Directive 1
Name every array value that the example explanations in the extract on non-adjacent selection say to select.
Directive 2
In the extract on non-adjacent selection, what does the dp state dp[i][j] stand for?

Extract
========================================================================
Given an array A containing N integers. Find the maximum sum possible such that exact floor(N/2) elements are selected and no two selected elements are adjacent to each other. (if N = 5, then exactly 2 elements should be selected as floor(5/2) = 2) 
For a simpler version of this problem check out this.

Examples:

Input: A = [1, 2, 3, 4, 5, 6] 
Output: 12 
Explanation: 
Select 2, 4 and 6 making the sum 12.

Input : A = [-1000, -100, -10, 0, 10] 
Output :
Explanation: 
Select -10 and 10, making the sum 0. 

Approach:  



  • We will use the concept of dynamic programming. The following is how the dp states are defined:

dp[i][j] = maximum sum till index i such that j elements are selected 

  • Since no two adjacent elements can be selected :

dp[i][j] = max(a[i] + dp[i-2][j-1], dp[i-1][j])  

Below is the implementation of the above approach. 

C++




// C++ program to find maximum sum possible
// such that exactly floor(N/2) elements
// are selected and no two selected
// elements are adjacent to each other
#include <bits/stdc++.h>
using namespace std;
 
// Function return the maximum sum
// possible under given condition
int MaximumSum(int a[], int n)
{
    int dp[n + 1][n + 1];
 
    // Intitialising the dp table
    for (int i = 0; i < n + 1; i++)
    {
        for (int j = 0; j < n + 1; j++)
            dp[i][j] = INT_MIN;
    }
 
    // Base case
    for (int i = 0; i < n + 1; i++)
        dp[i][0] = 0;
 
    for (int i = 1; i <= n; i++)
    {
        for (int j = 1; j <= i; j++)
        {
            int val = INT_MIN;
 
            // Condition to select the current
            // element
            if ((i - 2 >= 0
                 && dp[i - 2][j - 1] != INT_MIN)
========================================================================
Dataset excerpt
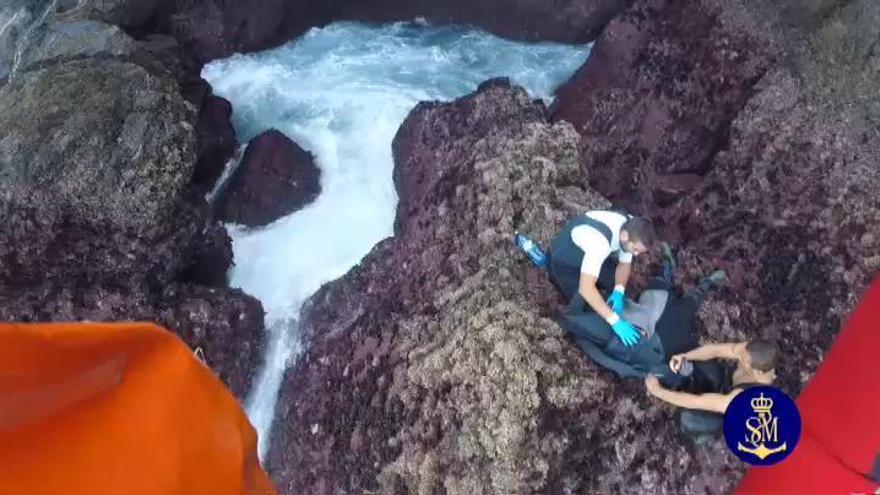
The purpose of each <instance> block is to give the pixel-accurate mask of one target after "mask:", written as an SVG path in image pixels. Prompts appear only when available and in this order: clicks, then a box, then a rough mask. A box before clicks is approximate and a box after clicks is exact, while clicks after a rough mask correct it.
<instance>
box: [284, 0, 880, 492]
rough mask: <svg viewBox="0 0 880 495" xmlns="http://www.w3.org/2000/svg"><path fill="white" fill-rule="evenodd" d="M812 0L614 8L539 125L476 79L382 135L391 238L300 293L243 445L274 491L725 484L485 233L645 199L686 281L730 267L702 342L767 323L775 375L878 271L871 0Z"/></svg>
========================================================================
Written solution 1
2, 4, 6, -10, 10

Written solution 2
The maximum sum up to index i with j elements selected.